What sets No One At The Wheel: Driverless Cars and the Road of the Future apart from that sort of replacement-level schlock isn’t where it looks forward, then, but for how it looks backward to show how a similar process already happened.
A century ago, the original grand theft auto was letting the car industry steal the roads from pedestrians and non-motorized traffic. Soon, driverless industries will be in a position to take the roads from the public entirely.
But only if we let them.
Many people like to make comparisons between horséd carriages and how they irrevocably gave way to the horseless ones, but this is the first book I’ve come across to make that comparison direct and examined in detail.
In a different book review, I argued that for all of the breathless adoration about the future of autonomous vehicles, we could achieve huge reductions in traffic fatalities by utilizing proven technology, which coincidentally has proven cost-benefit analyses already performed for it.
Although not the main target of that review, apartheid-era white South African and “rough-upbringing” survivor Elon Musk is as close to the platonic ideal of that position as you could ask for. Arguing that AVs would save many more lives than they’d kill, Musk has called journalists writing critical coverage of AV technology akin to murderers.
“[When] you write an article that effectively dissuades people from using an autonomous car, you’re killing people,” Musk said in 2016.
Yet, Schwartz and Kelly point out that Musk is not nearly interested in pushing mass (public) transit options or even installing more roundabouts.
Roundabout driving | WSDOT
“Roundabouts, or traffic circles, reduce fatal crashes by 70 to 90 percent compared to standard intersections, and injuries in crashes by 75 percent, according to the Insurance Institute for Highway Safety.”
But Musk doesn’t own a roundabout-installation company, so this method of saving lives is not as morally compelling to him.
Perhaps just as importantly, we actually have some idea just how much it costs to install a roundabout, what it can accomplish, and can’t.
The civil engineer Justin Roczniak, known on YouTube as donoteat01, applied this criticism to Musk’s proposed underground Loop under the common engineering distinction between AM/FM, that is “actual machines” and, well, “fanciful magic”.

Required actions:
a: According to the review, what sets the book about driverless cars apart from other writing on the subject? Explain in one to three sentences.
b: In what year did Musk make the quoted remark about articles that dissuade people from using an autonomous car, according to the review?
c: Reproduce the passage of the review that opens with the words "Although not the" and closes with "installing more roundabouts.", keeping every word unchanged.

Data extract:

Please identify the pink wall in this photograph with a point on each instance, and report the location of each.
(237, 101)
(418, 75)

Results for the exercise:
a: The book stands apart not because of how it looks forward but because of how it looks backward to show that a similar process already happened. The review adds that it is the first book the reviewer has found to compare horse-drawn carriages giving way to horseless ones directly and in detail.

b: 2016

c:
Although not the main target of that review, apartheid-era white South African and “rough-upbringing” survivor Elon Musk is as close to the platonic ideal of that position as you could ask for. Arguing that AVs would save many more lives than they’d kill, Musk has called journalists writing critical coverage of AV technology akin to murderers.
“[When] you write an article that effectively dissuades people from using an autonomous car, you’re killing people,” Musk said in 2016.
Yet, Schwartz and Kelly point out that Musk is not nearly interested in pushing mass (public) transit options or even installing more roundabouts.